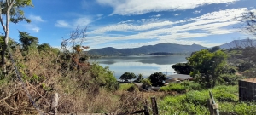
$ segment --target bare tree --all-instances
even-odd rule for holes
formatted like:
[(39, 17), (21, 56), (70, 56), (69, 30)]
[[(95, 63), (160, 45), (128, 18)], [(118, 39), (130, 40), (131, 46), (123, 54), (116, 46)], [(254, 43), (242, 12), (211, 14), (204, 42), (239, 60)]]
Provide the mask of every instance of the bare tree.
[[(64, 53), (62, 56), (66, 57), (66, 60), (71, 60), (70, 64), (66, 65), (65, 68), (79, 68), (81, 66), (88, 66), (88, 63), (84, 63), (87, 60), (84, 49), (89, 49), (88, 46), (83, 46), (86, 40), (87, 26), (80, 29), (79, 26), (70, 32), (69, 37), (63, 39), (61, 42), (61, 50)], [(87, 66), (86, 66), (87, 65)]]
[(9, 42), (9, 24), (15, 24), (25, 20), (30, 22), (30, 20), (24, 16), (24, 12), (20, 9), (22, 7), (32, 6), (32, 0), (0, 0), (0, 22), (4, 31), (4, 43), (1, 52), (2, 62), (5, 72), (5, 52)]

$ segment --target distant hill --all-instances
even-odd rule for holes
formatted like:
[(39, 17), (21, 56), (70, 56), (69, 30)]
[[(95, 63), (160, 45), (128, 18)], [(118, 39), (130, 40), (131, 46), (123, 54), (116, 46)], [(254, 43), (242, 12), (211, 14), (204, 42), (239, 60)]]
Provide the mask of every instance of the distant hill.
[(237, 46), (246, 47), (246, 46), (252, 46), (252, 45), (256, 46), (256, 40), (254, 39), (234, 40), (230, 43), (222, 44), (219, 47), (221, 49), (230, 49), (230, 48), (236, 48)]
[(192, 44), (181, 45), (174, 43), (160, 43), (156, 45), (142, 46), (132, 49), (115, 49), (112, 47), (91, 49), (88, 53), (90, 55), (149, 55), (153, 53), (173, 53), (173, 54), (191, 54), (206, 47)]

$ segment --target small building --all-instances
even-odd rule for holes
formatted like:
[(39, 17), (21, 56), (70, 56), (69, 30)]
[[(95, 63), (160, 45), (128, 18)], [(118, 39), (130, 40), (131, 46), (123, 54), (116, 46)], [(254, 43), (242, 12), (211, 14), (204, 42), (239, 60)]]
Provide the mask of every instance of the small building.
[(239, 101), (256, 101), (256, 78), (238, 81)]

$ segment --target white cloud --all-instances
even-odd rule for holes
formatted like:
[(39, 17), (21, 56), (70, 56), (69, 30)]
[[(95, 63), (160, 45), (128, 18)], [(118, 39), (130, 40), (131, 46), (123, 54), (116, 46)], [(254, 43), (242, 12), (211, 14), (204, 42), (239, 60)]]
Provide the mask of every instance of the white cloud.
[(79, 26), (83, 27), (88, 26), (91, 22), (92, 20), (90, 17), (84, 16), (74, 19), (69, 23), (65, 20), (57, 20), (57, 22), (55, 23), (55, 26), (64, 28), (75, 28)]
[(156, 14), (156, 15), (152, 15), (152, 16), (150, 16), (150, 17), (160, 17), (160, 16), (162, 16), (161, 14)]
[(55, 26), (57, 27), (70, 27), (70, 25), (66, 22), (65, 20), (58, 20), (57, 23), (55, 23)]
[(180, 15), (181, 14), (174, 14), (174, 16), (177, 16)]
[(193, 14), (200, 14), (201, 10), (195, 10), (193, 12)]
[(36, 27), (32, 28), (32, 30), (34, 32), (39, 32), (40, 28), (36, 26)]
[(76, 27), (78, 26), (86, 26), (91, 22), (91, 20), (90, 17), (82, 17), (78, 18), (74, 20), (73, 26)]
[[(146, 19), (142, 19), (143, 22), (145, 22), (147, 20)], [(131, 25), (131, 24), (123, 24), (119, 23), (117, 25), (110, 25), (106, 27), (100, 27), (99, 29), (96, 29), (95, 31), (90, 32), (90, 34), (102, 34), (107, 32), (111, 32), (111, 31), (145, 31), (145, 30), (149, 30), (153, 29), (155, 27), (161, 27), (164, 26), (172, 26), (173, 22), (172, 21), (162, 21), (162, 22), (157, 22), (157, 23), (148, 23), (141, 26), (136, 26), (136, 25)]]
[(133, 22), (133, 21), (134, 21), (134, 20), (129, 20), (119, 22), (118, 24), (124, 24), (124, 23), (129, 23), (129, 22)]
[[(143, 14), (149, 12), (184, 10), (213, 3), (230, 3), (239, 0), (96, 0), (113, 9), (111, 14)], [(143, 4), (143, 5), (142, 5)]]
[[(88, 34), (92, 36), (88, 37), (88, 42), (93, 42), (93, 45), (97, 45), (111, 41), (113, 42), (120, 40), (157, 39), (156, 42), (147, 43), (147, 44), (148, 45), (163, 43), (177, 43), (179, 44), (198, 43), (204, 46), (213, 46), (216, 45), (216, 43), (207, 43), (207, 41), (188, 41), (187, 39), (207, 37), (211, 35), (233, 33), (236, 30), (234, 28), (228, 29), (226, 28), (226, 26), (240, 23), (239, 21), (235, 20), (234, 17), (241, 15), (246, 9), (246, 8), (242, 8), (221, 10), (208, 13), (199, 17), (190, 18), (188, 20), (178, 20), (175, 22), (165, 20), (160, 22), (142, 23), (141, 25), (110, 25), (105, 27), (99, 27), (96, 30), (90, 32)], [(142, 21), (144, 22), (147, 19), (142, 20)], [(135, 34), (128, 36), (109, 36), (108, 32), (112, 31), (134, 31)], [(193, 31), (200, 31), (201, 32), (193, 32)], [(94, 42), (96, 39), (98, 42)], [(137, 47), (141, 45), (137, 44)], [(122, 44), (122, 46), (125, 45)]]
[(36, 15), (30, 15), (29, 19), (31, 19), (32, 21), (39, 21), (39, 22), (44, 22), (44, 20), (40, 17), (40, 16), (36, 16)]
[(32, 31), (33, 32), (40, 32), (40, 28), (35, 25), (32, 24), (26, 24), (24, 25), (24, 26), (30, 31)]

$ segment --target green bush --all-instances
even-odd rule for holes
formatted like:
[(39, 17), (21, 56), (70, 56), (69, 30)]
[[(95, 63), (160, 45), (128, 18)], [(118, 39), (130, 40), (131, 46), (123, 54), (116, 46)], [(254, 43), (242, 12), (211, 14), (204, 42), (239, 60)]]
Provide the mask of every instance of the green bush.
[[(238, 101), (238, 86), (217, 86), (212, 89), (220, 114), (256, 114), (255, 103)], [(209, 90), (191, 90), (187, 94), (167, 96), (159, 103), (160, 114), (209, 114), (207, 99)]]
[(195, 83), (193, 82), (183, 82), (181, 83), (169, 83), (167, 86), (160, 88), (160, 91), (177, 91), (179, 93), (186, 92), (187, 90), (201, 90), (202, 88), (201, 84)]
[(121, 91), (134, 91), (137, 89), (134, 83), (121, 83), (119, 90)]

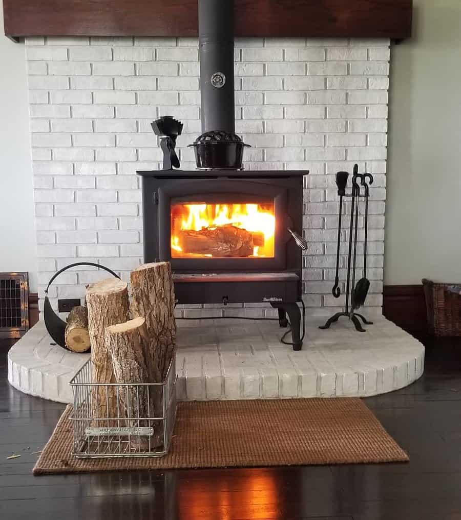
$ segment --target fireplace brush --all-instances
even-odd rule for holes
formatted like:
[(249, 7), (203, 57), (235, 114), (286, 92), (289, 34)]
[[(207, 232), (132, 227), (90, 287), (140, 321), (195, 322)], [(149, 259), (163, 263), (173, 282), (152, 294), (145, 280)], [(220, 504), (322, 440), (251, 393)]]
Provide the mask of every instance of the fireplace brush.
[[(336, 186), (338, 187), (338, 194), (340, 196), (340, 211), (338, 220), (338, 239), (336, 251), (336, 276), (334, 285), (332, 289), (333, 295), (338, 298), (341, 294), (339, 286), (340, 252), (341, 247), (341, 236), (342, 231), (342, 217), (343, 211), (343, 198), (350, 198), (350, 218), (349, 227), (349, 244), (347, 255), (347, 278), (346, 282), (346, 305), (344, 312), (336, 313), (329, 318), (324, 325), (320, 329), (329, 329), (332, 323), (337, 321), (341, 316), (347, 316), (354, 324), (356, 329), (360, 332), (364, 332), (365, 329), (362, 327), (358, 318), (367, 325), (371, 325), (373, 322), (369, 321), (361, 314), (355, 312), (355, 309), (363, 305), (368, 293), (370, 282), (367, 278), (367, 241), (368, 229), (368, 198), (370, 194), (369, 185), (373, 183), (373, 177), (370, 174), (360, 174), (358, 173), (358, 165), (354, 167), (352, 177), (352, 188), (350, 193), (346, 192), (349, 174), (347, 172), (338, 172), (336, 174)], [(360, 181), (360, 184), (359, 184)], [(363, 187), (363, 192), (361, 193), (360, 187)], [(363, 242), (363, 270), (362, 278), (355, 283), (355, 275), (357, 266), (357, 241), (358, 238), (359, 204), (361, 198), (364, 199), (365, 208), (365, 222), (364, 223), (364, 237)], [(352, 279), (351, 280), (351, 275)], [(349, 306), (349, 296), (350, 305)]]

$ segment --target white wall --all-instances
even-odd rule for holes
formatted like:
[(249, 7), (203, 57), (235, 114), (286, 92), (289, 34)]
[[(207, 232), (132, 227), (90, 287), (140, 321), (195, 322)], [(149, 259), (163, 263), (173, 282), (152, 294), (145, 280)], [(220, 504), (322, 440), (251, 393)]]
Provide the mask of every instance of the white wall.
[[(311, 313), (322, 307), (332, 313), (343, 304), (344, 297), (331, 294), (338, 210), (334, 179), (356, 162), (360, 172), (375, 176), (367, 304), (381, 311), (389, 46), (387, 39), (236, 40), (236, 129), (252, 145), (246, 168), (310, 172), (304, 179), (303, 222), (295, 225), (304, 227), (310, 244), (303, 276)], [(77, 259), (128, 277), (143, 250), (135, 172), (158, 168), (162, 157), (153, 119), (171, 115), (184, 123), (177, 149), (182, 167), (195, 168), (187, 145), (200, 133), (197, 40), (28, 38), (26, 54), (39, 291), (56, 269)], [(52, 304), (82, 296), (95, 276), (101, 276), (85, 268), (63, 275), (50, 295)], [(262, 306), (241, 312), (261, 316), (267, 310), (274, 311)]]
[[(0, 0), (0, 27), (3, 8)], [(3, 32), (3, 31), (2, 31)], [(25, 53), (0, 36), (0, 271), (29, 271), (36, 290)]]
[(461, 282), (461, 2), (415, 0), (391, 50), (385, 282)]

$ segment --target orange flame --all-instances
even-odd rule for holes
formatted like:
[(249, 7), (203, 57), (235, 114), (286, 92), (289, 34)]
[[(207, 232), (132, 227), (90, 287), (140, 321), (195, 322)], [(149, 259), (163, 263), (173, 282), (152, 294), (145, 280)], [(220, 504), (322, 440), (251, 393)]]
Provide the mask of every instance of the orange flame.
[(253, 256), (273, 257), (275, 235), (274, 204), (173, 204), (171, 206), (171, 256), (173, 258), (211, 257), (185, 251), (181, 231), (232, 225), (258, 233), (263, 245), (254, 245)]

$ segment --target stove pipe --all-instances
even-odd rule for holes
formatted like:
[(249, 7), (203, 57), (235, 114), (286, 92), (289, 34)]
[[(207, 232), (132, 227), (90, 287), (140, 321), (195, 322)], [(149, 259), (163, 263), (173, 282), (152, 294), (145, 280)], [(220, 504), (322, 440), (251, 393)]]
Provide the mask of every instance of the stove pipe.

+-------+

• [TASK DETAILS]
Render the stretch of the records above from the line containing "fireplace brush --all-instances" through the line containing "296), (350, 305)]]" as a Markdown table, with the columns Row and Record line and one row per line, omitting any blank lines. Include only that stretch.

• [IN RESPONSE]
| Row | Record line |
|---|---|
| 1 | $ segment --target fireplace brush --all-instances |
| 2 | even-odd rule for holes |
| 3 | formatted like: |
| 4 | [(249, 7), (203, 57), (235, 114), (286, 92), (289, 34)] |
| 5 | [[(207, 232), (132, 227), (90, 287), (140, 321), (195, 322)], [(149, 259), (163, 263), (173, 282), (152, 294), (145, 280)], [(220, 504), (322, 440), (251, 393)]] |
| 6 | Provide the mask of every instance of the fireplace brush. |
| 7 | [[(336, 186), (338, 187), (338, 194), (340, 196), (340, 211), (338, 220), (338, 239), (336, 251), (336, 276), (334, 285), (332, 289), (333, 295), (338, 298), (341, 294), (339, 286), (340, 252), (341, 247), (341, 236), (342, 231), (342, 217), (343, 211), (343, 198), (350, 198), (350, 218), (349, 227), (349, 244), (347, 255), (347, 278), (346, 282), (346, 305), (344, 312), (336, 313), (329, 318), (324, 325), (320, 329), (329, 329), (332, 323), (337, 321), (341, 316), (347, 316), (354, 324), (356, 329), (360, 332), (364, 332), (365, 329), (362, 327), (358, 318), (367, 325), (371, 325), (373, 322), (369, 321), (361, 314), (355, 312), (355, 309), (363, 305), (368, 293), (370, 282), (367, 278), (367, 241), (368, 229), (368, 198), (370, 194), (369, 185), (373, 183), (373, 177), (370, 174), (360, 174), (358, 173), (358, 165), (354, 167), (352, 177), (352, 188), (350, 193), (346, 192), (349, 174), (347, 172), (338, 172), (336, 174)], [(360, 181), (360, 184), (359, 184)], [(363, 187), (363, 192), (361, 193), (360, 187)], [(363, 242), (363, 270), (362, 278), (355, 283), (355, 275), (357, 266), (357, 241), (358, 238), (359, 204), (361, 198), (364, 199), (365, 208), (365, 222), (364, 223), (364, 237)], [(352, 279), (351, 280), (351, 275)], [(349, 306), (349, 296), (350, 305)]] |